Begin Passage given

Transcripts live in named graphs <rtm:transcript/{run-id}> and are immutable post-publish (see §7).

2. TranscriptStep schema

A TranscriptStep is the formal type carried by every entry in a transcript graph. The schema:

<rtm:transcript/{run-id}/step/{n}>
    a prov:Activity, rtm:TranscriptStep ;
    rtm:stepKind          "sparql" ;   # or "shacl", "canonicalize", "kc-operation", "delegated-numerical"
    rtm:queryText         "PREFIX ... SELECT ..." ;   # canonicalized; SPARQL/SHACL only
    rtm:shapeIRI          <https://example.org/shapes/Req> ;  # SHACL only
    rtm:inputsHash        "a3f1...c0"^^xsd:hexBinary ;  # active-suite hash over canonical inputs (SHA-256 by default)
    rtm:resultHash        "9b2e...4d"^^xsd:hexBinary ;  # active-suite hash over canonical results (SHA-256 by default)

End Passage given
Begin Recorded information

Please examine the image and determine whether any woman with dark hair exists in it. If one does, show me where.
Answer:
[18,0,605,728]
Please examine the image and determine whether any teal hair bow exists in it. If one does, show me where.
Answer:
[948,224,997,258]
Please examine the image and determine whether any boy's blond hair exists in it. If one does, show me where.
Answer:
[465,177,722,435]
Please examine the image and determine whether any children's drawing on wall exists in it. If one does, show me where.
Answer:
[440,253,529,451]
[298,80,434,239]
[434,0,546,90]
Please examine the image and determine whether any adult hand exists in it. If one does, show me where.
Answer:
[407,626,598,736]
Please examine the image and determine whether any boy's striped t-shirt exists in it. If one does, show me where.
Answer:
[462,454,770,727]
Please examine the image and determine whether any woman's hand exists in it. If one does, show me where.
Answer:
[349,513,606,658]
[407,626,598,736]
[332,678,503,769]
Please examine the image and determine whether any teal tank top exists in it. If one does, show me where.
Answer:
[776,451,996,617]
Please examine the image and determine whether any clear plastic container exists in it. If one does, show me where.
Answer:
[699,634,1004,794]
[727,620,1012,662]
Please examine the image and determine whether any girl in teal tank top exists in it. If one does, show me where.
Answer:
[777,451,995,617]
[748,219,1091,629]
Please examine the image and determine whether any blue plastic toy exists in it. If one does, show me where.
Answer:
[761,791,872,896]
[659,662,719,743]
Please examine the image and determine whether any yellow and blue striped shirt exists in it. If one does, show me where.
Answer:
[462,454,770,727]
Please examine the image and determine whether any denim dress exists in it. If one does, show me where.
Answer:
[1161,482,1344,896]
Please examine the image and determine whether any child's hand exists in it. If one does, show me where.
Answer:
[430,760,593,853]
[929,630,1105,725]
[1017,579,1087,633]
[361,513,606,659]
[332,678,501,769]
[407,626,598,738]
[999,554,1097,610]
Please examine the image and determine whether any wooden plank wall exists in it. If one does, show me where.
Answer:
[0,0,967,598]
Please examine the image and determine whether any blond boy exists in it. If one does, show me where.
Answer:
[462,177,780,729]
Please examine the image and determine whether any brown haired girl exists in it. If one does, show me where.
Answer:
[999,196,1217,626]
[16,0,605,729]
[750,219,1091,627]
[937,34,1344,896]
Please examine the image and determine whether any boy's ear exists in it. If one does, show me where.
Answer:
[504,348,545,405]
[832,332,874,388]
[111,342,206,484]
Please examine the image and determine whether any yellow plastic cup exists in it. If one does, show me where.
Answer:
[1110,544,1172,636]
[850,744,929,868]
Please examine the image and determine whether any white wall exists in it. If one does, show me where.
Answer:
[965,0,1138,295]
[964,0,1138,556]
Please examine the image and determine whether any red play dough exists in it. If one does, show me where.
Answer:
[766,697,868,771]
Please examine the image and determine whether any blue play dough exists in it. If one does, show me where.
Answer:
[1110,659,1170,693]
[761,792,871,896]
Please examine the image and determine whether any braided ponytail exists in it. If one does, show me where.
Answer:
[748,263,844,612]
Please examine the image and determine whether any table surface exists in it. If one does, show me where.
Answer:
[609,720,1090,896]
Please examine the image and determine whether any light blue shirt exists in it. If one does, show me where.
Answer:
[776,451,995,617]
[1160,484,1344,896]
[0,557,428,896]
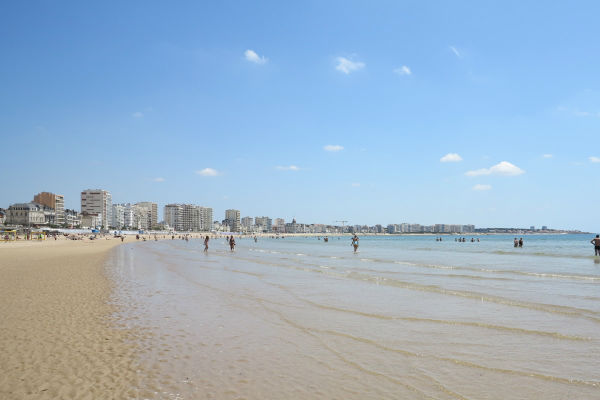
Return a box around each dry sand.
[0,238,141,399]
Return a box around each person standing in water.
[590,235,600,256]
[352,234,358,253]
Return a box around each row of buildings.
[0,189,158,229]
[0,189,480,234]
[386,223,475,233]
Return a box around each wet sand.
[0,239,140,399]
[111,238,600,400]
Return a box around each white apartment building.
[111,204,127,229]
[135,201,158,229]
[242,217,254,229]
[81,189,112,229]
[272,218,285,232]
[163,204,183,231]
[164,204,213,232]
[225,209,241,232]
[254,217,273,232]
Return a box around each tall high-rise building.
[242,217,254,229]
[164,204,213,231]
[33,192,65,225]
[136,201,158,229]
[225,210,241,232]
[163,204,183,231]
[111,204,126,229]
[81,189,112,229]
[254,217,273,232]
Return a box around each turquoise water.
[111,235,600,399]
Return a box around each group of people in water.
[134,234,600,257]
[204,235,238,253]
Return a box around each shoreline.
[0,239,140,399]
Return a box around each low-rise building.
[6,202,50,226]
[65,209,81,228]
[80,212,104,229]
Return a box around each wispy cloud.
[394,65,412,75]
[244,49,268,64]
[473,184,492,192]
[449,46,462,58]
[440,153,462,162]
[556,106,600,118]
[465,161,525,176]
[196,168,221,176]
[323,144,344,152]
[335,57,365,75]
[275,165,300,171]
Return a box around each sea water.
[110,235,600,399]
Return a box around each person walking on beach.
[352,234,358,253]
[590,235,600,256]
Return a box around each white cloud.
[335,57,365,75]
[473,184,492,191]
[573,110,593,117]
[244,49,268,64]
[196,168,220,176]
[275,165,300,171]
[440,153,462,162]
[394,65,412,75]
[323,144,344,151]
[465,161,525,176]
[450,46,462,58]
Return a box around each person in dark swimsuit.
[352,235,358,253]
[590,235,600,256]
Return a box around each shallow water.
[111,235,600,399]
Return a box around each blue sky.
[0,1,600,231]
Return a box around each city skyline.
[0,1,600,231]
[0,189,568,233]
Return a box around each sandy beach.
[0,239,139,399]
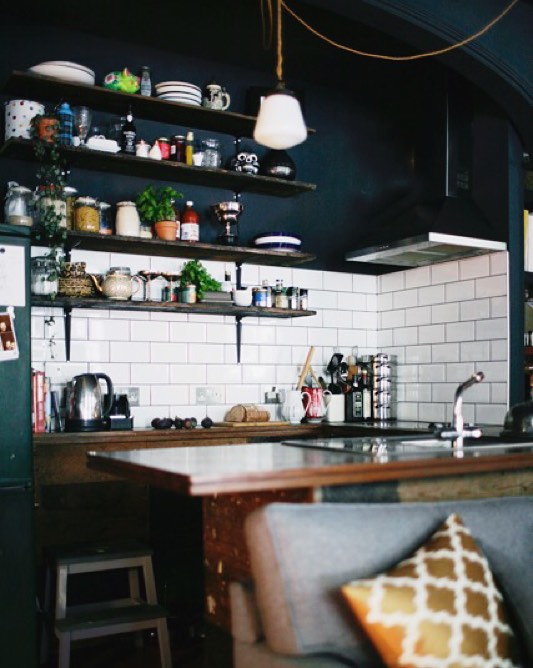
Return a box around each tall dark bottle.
[120,107,137,155]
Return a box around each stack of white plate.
[252,232,302,251]
[29,60,94,86]
[154,81,202,107]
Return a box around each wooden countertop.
[87,442,533,496]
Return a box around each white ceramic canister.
[4,100,44,141]
[115,202,141,237]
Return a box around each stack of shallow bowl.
[154,81,202,107]
[29,60,94,86]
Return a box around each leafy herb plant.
[179,260,220,299]
[31,115,67,280]
[136,185,183,224]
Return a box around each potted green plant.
[179,260,220,301]
[31,114,67,288]
[136,185,183,241]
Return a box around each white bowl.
[29,63,94,86]
[233,288,252,306]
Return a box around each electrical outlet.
[115,387,141,406]
[196,386,223,405]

End Recorded information

- **Task set**
• A. Identify each line in the entries that contains the word "woman", and copy those lines.
• B. Extend the transcript schema text by continuing it from the point where it stops.

- **Answers to the tasks**
• A.
Please examine the image and determine whether any woman with dark hair exists in it. If one does, show me where.
Please examine the image and determine whether any woman's hand exists in it. If one does, show me where.

• B.
    prov:wasInformedBy    <rtm:transcript/{run-id}/step/{n-1}> ;
    prov:startedAtTime    "2026-05-16T13:42:01Z"^^xsd:dateTime ;
    prov:endedAtTime      "2026-05-16T13:42:01.087Z"^^xsd:dateTime ;
    prov:wasAssociatedWith <rtm:oracle/v0.1> .

The five rtm: properties listed above are mandatory:

  • rtm:stepKind — one of sparql, shacl, canonicalize, kc-operation, delegated-numerical. Determines which of the other properties are required, and selects between the bit-exact and tolerance-aware reproduction regimes (§4a; see ADR-027 Bit-Exactness vs Numerical Tolerances Are Both First-Class).
  • rtm:queryText — required for sparql and shacl steps. The canonicalized text (§4) of the query or shapes graph; carried inline so replay does not require external dereferencing (this is what makes X8 — structural completeness without dereferencing — possible).
  • rtm:shapeIRI — required for shacl steps; identifies the validated shape so replayers can locate the shape's source profile.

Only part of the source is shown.